• **WRITTEN REQUEST**: Starting at the line containing "A point falls on each instance of the knuckle" and ending with the final line of the records, reproduce every line, requests included, and offset each coordinate in the answers by -14.

• **RECORDS TO PROCESS**:
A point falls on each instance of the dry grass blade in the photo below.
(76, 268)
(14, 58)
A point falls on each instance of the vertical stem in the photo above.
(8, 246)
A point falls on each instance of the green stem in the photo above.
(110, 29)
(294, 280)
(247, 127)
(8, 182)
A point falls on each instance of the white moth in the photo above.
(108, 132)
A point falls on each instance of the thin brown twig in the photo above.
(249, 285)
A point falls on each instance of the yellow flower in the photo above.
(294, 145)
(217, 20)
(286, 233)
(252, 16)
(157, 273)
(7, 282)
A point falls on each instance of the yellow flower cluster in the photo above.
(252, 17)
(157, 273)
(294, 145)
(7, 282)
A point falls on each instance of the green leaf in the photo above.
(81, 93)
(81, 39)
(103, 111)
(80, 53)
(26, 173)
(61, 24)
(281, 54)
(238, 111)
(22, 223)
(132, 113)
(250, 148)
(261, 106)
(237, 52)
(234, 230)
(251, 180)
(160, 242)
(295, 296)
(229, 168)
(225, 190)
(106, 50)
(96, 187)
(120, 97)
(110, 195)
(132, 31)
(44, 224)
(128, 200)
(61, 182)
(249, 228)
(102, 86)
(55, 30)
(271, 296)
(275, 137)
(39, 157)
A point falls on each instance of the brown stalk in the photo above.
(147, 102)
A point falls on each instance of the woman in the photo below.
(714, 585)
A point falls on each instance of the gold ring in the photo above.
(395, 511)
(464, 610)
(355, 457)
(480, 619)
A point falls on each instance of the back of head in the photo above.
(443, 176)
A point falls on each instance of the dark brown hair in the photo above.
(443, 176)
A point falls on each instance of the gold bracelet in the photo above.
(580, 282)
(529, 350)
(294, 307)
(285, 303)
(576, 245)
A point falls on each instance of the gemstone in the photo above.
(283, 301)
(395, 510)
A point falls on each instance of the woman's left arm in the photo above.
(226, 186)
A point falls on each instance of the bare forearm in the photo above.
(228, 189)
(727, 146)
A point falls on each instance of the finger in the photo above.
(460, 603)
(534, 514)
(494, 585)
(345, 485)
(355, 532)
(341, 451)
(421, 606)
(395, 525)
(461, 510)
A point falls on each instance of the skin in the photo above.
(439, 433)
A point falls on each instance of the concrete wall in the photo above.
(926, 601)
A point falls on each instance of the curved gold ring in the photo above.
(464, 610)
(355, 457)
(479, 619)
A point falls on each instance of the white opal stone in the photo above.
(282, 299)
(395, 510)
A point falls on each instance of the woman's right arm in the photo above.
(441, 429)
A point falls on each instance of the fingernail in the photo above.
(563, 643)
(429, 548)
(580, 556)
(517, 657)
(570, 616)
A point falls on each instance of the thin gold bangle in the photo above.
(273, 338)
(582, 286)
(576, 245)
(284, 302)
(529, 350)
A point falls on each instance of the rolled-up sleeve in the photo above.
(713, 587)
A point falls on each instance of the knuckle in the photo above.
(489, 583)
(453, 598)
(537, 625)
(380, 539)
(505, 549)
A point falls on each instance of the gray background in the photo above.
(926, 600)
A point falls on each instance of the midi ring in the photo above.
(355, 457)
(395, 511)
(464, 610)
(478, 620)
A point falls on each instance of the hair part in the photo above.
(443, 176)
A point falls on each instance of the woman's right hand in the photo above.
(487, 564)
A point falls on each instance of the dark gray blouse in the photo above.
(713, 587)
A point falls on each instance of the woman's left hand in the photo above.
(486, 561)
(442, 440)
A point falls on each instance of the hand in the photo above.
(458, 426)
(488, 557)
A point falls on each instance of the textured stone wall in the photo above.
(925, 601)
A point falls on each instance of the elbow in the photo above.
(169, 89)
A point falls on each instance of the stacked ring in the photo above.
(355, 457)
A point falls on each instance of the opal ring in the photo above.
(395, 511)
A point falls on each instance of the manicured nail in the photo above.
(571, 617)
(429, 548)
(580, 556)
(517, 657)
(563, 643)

• **RESPONSE TO THE TASK**:
A point falls on each instance of the knuckle in the photo above.
(475, 569)
(439, 584)
(523, 611)
(366, 525)
(491, 535)
A point falls on each instance of the gray background in the photo above.
(912, 586)
A point falls on each instance of the midi ring in the photo above.
(341, 443)
(381, 497)
(450, 596)
(464, 606)
A point falls on each instance of the hair part in the photo above.
(429, 162)
A point falls on each instance of the woman's right hand in the photo above.
(473, 550)
A point falls on each instance of the dark gray blouse in the photo above.
(699, 573)
A point falls on each instance of the woman's left hand in the photo above.
(472, 547)
(428, 426)
A point falls on each instance of the hand in the photo above.
(444, 412)
(474, 543)
A point falls on each instance of the textured stone wall in the photo above.
(911, 587)
A point falls on each instance of the elbow in the photo above.
(155, 75)
A point falls on each instance of the stacked ring in the photo above.
(341, 443)
A point falls on each instance of the opal ring in the photo above.
(381, 497)
A point falls on each instance of the manicured nail in the photo above.
(557, 603)
(415, 534)
(566, 542)
(503, 643)
(549, 629)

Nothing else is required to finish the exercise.